◆ 本文:
『分身』

分身 (集英社文庫)

北海道に暮らすお嬢様育ちの氏家鞠子さん、東京でアマチュアバンドに打ち込む快活な小林双葉さん。瓜二つの容姿を持ちながら別々に生きてきた二人の人生が、母の死や自身の出生の謎を探ってる内に思いがけずごっつんこ。(執筆当時の)最先端医学を絡めて展開していくサスペンスです。

書かれた時期が1992年頃とあって、当時最先端だった科学技術も今見ると「予想の範囲」。それなりに引っ張った末に提示されるコトの真相には、正直なところあまり意外性はありません。

にも関わらず、序盤から読者を引っ張る謎の提示の仕方は見事です。最終的な着地点自体には早くからアタリがつくのに、次から次へと新しい展開が繰り広げられるお話からは目を話すことができません。つまりはストーリーテリングの力でしょう。各章を読み終わった後、必ず次の章を読みたくなるこの牽引力。

◆ 元データ:
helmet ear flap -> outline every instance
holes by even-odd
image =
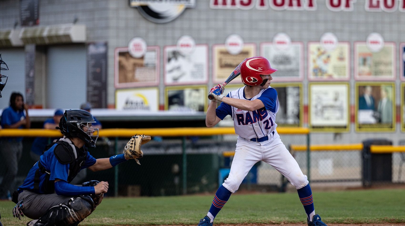
[[[264,86],[265,84],[266,84],[266,83],[267,82],[267,81],[268,81],[268,80],[269,80],[269,79],[268,78],[266,78],[266,79],[263,79],[263,82],[262,82],[262,84],[260,84],[260,85],[261,85],[262,86]]]

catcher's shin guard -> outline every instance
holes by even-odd
[[[75,196],[66,204],[52,207],[39,219],[33,220],[28,226],[68,226],[75,225],[87,217],[95,207],[93,199],[88,195]]]

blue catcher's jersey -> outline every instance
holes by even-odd
[[[41,156],[41,164],[47,169],[51,171],[49,180],[53,180],[55,179],[59,179],[67,182],[68,176],[69,175],[69,167],[70,165],[61,163],[56,158],[53,154],[53,149],[58,145],[55,144],[47,151],[45,152]],[[81,166],[81,169],[83,169],[92,166],[96,163],[96,158],[92,156],[87,152],[87,158],[86,159],[85,164]],[[23,190],[30,190],[38,194],[44,194],[45,192],[43,190],[43,187],[45,181],[45,176],[46,173],[40,173],[39,177],[39,189],[34,190],[34,178],[35,176],[35,171],[38,169],[38,163],[36,163],[27,176],[24,183],[20,186],[18,189],[19,192],[21,192]]]

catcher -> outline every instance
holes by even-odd
[[[63,138],[48,145],[39,161],[28,173],[24,184],[13,194],[17,205],[15,217],[24,215],[33,220],[28,226],[77,226],[94,211],[108,190],[108,182],[92,180],[81,186],[69,183],[81,169],[103,170],[143,153],[141,145],[150,140],[143,135],[134,136],[124,154],[96,159],[87,151],[96,146],[98,129],[94,129],[92,114],[83,110],[67,110],[59,122]]]

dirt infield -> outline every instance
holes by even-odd
[[[297,223],[295,224],[214,224],[214,226],[275,226],[276,225],[283,226],[306,226],[306,224]],[[130,226],[128,225],[126,226]],[[174,226],[173,225],[160,225],[159,226]],[[179,225],[178,226],[195,226],[191,225]],[[328,226],[405,226],[405,223],[385,223],[381,224],[328,224]]]

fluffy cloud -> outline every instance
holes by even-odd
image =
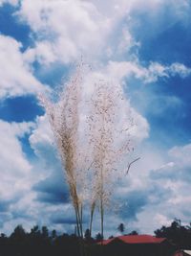
[[[0,35],[0,98],[44,91],[21,53],[22,45],[10,36]]]
[[[32,166],[22,151],[19,138],[31,132],[32,126],[32,123],[10,124],[0,121],[0,214],[4,230],[10,231],[6,227],[9,225],[6,221],[16,219],[16,213],[20,209],[23,214],[26,212],[24,209],[30,209]]]
[[[0,7],[4,4],[11,4],[16,6],[18,4],[18,0],[0,0]]]
[[[81,54],[99,54],[110,30],[110,21],[86,1],[24,0],[18,15],[41,35],[35,48],[29,51],[29,58],[43,64],[68,63]]]

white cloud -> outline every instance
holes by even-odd
[[[100,54],[110,31],[109,19],[86,1],[24,0],[18,15],[36,33],[38,40],[30,52],[43,64]]]
[[[32,123],[7,123],[0,121],[0,169],[1,169],[1,199],[13,199],[28,189],[26,177],[32,170],[31,163],[22,151],[18,137],[28,133]]]
[[[4,4],[16,6],[18,4],[18,0],[0,0],[0,6],[3,6]]]
[[[33,77],[21,47],[15,39],[0,35],[0,98],[35,94],[46,88]]]

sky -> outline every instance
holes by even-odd
[[[121,84],[138,127],[140,160],[115,186],[106,236],[120,222],[153,234],[175,218],[191,221],[190,13],[189,0],[0,0],[1,233],[17,224],[74,230],[37,96],[66,82],[81,57],[90,76]]]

◆ 課題の内容:
本文中の「それなりに引っ張った末に提示されるコトの真相には、正直なところあまり意外性はありません。」という一文を英語に訳すこと。 本文のみを根拠にすること。

◆ 解答欄:
Honestly, the truth of the matter, revealed after a fair amount of buildup, is not very surprising.